Exercise directions: Nothing below is to be printed except the lines between the line holding "box: [6, 12, 199, 285]" and the line holding "positive clicks: (60, 177)", inclusive, each exactly as it appears.

Stored items
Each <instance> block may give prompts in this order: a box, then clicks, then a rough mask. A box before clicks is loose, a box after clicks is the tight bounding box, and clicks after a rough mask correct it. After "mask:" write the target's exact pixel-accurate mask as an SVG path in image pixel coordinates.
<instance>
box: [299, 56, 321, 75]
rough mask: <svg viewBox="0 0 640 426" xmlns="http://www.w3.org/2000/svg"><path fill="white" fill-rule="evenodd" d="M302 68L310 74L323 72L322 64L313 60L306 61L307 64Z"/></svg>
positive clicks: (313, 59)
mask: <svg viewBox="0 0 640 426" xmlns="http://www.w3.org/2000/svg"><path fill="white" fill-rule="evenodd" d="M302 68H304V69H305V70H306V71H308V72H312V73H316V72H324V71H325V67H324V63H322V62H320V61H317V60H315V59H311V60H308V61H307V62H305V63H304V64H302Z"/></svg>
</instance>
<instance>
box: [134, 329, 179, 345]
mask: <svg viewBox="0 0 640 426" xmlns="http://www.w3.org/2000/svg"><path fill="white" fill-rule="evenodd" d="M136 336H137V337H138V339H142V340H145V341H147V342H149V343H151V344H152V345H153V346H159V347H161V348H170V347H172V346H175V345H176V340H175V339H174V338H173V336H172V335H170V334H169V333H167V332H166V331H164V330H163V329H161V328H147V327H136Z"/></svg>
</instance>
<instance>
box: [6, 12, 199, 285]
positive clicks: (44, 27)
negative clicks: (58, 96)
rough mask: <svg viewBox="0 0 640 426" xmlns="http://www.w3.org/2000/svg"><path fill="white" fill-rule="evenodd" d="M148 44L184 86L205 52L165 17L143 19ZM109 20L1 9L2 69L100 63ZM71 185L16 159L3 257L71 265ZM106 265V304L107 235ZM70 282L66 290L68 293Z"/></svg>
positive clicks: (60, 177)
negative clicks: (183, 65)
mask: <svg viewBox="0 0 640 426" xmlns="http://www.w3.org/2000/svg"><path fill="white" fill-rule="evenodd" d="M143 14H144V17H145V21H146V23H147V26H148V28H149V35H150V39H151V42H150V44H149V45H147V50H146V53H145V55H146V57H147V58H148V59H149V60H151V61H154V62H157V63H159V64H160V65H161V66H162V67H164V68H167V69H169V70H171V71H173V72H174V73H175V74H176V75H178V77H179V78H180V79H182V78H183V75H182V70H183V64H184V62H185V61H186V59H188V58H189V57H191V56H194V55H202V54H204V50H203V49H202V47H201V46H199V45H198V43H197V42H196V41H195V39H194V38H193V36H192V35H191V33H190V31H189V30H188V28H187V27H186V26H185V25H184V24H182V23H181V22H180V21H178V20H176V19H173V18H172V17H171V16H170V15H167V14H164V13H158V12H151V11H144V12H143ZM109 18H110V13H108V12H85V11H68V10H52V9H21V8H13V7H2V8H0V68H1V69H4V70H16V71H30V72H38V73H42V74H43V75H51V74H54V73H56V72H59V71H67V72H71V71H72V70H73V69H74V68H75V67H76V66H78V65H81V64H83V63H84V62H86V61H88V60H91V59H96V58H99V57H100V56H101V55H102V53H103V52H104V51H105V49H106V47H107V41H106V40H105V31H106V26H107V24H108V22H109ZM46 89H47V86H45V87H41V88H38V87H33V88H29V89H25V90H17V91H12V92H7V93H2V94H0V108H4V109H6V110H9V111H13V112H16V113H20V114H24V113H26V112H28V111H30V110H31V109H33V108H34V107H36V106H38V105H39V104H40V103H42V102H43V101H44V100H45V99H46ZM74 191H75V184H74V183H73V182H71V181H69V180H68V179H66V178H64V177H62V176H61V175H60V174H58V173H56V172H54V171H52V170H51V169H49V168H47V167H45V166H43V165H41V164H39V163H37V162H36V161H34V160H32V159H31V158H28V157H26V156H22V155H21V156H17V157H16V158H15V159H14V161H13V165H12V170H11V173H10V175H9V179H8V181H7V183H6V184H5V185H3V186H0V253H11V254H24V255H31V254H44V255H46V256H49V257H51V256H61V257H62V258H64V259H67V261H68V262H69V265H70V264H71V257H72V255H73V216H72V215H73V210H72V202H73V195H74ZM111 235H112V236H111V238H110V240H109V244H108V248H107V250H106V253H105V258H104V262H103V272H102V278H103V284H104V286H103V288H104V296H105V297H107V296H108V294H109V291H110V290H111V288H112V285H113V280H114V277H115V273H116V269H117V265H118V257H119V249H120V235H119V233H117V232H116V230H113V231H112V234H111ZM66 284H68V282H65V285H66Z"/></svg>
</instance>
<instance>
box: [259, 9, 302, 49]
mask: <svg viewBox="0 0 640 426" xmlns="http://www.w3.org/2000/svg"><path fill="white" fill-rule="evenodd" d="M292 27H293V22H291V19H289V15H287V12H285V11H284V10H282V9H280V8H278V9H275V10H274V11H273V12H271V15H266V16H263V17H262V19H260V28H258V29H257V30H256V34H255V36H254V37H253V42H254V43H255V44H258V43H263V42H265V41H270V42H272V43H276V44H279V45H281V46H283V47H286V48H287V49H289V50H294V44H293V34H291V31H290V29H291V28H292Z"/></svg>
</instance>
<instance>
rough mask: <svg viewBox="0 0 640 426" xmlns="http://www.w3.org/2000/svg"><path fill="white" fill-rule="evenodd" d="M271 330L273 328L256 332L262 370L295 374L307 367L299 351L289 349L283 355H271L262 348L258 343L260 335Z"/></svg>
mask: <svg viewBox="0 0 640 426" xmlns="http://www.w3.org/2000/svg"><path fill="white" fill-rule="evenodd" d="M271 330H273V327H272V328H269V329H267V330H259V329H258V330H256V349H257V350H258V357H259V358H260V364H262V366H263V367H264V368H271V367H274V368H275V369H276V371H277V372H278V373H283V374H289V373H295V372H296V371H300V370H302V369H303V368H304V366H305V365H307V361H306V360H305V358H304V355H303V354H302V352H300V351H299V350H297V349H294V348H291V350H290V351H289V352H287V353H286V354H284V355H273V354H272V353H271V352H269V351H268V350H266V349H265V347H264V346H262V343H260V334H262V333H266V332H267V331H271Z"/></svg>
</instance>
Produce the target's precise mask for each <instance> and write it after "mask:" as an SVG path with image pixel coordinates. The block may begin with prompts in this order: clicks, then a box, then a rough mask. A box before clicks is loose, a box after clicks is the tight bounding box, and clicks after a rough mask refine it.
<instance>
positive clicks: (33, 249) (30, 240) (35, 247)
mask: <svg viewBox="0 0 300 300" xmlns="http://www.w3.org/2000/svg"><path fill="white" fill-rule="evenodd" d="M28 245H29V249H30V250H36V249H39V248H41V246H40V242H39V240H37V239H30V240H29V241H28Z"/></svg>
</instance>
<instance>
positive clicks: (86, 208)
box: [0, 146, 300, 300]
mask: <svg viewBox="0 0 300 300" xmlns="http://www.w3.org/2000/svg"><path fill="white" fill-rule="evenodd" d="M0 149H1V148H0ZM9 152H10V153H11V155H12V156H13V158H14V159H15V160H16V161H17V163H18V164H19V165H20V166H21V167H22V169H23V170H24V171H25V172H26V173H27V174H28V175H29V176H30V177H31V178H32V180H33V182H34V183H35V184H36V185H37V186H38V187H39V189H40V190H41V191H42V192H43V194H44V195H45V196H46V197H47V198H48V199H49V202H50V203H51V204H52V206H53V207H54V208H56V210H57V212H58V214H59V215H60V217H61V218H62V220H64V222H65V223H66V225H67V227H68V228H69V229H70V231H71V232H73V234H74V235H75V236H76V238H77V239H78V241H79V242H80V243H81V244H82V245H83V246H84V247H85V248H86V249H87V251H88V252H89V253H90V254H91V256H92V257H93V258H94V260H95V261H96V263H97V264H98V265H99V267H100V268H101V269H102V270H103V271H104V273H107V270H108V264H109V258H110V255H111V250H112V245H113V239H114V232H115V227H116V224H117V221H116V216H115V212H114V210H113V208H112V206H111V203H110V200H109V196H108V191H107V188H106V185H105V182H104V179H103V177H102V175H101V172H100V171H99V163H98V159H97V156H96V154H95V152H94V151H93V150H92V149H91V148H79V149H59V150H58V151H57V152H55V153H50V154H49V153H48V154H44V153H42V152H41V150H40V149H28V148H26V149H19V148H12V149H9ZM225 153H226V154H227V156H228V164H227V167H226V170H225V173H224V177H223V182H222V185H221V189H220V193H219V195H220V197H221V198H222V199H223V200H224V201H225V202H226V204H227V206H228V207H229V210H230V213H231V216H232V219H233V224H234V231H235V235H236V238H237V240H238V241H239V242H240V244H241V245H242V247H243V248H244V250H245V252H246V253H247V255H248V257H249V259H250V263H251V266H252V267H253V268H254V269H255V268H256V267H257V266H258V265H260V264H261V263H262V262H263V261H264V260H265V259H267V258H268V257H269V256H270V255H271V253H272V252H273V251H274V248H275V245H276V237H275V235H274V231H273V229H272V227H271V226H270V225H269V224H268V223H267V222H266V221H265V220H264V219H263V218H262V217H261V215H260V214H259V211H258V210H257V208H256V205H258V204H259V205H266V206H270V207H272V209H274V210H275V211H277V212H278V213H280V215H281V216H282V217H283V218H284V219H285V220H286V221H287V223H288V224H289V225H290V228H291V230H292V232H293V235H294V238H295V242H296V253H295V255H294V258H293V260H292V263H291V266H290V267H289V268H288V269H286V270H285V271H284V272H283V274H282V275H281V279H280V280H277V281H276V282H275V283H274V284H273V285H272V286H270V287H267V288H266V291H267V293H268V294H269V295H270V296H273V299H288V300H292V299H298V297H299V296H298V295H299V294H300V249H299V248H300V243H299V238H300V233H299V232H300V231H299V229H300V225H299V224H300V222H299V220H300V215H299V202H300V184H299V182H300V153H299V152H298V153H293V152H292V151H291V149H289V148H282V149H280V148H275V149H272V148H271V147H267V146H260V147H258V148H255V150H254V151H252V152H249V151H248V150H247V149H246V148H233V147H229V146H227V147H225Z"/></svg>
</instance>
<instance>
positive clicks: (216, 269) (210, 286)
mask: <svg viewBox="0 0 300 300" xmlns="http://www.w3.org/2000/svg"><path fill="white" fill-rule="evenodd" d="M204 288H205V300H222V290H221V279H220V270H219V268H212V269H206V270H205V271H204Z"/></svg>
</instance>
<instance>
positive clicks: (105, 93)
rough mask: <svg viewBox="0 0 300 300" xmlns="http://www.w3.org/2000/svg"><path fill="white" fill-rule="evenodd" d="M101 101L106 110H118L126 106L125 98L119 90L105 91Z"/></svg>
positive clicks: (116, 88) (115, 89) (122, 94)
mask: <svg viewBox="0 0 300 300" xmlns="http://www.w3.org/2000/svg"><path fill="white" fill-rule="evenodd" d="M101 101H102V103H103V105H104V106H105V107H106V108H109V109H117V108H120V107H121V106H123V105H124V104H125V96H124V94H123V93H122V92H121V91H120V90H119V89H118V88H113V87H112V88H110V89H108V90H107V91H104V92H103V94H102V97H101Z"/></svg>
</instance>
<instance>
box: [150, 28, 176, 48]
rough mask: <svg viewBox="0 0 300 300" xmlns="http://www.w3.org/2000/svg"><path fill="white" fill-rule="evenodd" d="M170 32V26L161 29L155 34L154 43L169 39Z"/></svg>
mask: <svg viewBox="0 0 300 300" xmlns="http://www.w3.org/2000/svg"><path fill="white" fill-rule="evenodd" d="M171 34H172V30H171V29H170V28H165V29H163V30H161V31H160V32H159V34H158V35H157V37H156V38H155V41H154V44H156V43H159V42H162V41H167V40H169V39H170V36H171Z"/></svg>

Problem solution:
box: [6, 12, 199, 285]
positive clicks: (44, 27)
negative clicks: (58, 96)
rough mask: <svg viewBox="0 0 640 426" xmlns="http://www.w3.org/2000/svg"><path fill="white" fill-rule="evenodd" d="M148 44L184 86L205 52L165 17L143 19ZM109 20L1 9L2 69L100 63ZM71 185L16 159L3 257L71 265ZM106 265V304L107 235ZM70 282L66 290L68 293Z"/></svg>
positive clicks: (60, 177)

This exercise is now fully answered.